━━ Extracted entries

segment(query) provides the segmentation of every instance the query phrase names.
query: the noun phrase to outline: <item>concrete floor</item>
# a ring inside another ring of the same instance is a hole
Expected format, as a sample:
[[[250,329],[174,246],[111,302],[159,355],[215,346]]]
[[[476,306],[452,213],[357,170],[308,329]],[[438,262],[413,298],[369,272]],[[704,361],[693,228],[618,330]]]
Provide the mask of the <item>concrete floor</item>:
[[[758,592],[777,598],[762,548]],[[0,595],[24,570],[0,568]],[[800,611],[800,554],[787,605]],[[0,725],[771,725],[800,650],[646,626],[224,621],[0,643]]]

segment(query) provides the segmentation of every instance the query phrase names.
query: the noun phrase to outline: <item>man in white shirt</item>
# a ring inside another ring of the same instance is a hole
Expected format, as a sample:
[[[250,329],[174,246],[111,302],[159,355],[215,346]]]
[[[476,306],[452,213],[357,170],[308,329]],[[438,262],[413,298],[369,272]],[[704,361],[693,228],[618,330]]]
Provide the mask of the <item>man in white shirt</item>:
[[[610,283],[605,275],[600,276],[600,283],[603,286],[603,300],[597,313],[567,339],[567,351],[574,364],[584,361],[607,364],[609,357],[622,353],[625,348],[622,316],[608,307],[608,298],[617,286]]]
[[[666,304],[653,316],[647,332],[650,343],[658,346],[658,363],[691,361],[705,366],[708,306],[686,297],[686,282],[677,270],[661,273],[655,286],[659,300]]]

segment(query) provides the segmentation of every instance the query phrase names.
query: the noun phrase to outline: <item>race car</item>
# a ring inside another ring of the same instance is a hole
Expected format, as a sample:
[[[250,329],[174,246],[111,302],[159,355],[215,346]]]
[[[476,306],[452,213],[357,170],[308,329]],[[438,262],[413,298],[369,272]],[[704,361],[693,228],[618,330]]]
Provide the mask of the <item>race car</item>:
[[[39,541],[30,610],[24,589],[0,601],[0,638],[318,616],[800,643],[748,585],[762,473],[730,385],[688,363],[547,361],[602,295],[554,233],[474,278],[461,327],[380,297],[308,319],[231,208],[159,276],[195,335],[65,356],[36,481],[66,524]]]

━━━━

* _Aim of the exercise_
Write out all of the entries above, exactly and in full.

* _Answer section_
segment(query) provides the segmentation of every instance the query phrase names.
query: the noun phrase to outline: <item>concrete floor</item>
# a ring inside another ring of the same instance is a hole
Expected format, as a sample:
[[[250,329],[174,246],[111,302],[159,355],[215,346]]]
[[[476,306],[452,213],[357,170],[308,329]],[[438,262],[413,298],[369,272]],[[704,361],[693,228],[618,330]]]
Provide the mask of the <item>concrete floor</item>:
[[[758,592],[777,598],[762,548]],[[0,595],[24,570],[0,568]],[[800,611],[800,554],[787,605]],[[0,725],[771,725],[800,650],[646,626],[224,621],[0,643]]]

segment(query) provides the segmentation of every instance the query phrase names.
query: the noun phrase to outline: <item>man in white shirt</item>
# a ring inside another ring of the same instance is a hole
Expected format, as a sample:
[[[250,329],[174,246],[111,302],[159,355],[215,346]]]
[[[476,306],[452,213],[357,170],[308,329]],[[438,262],[413,298],[369,272]],[[704,361],[693,228],[618,330]]]
Provide the mask of the <item>man in white shirt</item>:
[[[610,283],[605,275],[600,276],[600,283],[603,286],[603,300],[597,313],[567,339],[567,351],[574,364],[584,361],[607,364],[609,357],[622,353],[625,348],[622,316],[608,307],[608,298],[617,286]]]
[[[666,304],[653,316],[647,332],[650,343],[658,346],[658,363],[691,361],[705,366],[708,306],[686,297],[686,282],[677,270],[661,273],[655,286],[659,300]]]

segment(query) provides the segmentation of every instance the query phrase names.
query: the noun phrase to outline: <item>race car</item>
# a ring inside another ring of the same instance is a hole
Expected format, as a sample:
[[[250,329],[174,246],[111,302],[159,355],[215,346]]]
[[[476,306],[452,213],[357,170],[308,329]],[[438,262],[413,298],[369,272]],[[704,361],[693,228],[618,330]]]
Provide the mask of the <item>race car</item>:
[[[39,541],[30,610],[24,589],[0,601],[0,638],[318,616],[800,643],[748,585],[762,473],[730,385],[688,363],[547,361],[602,295],[554,233],[474,278],[461,327],[380,297],[308,319],[231,208],[159,276],[195,335],[65,356],[36,481],[66,524]]]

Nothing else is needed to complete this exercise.